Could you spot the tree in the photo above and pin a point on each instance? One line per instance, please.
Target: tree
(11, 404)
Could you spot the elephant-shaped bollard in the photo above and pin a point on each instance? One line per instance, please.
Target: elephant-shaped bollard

**Brief**
Print again each line of the listing above, exactly as it appears.

**Response area**
Could you spot the tree in the photo above and pin a point on each instance? One line per instance, please.
Target: tree
(11, 404)
Could you spot the elephant-shaped bollard in the photo above and pin a point on each instance? One line per instance, please.
Target: elephant-shaped bollard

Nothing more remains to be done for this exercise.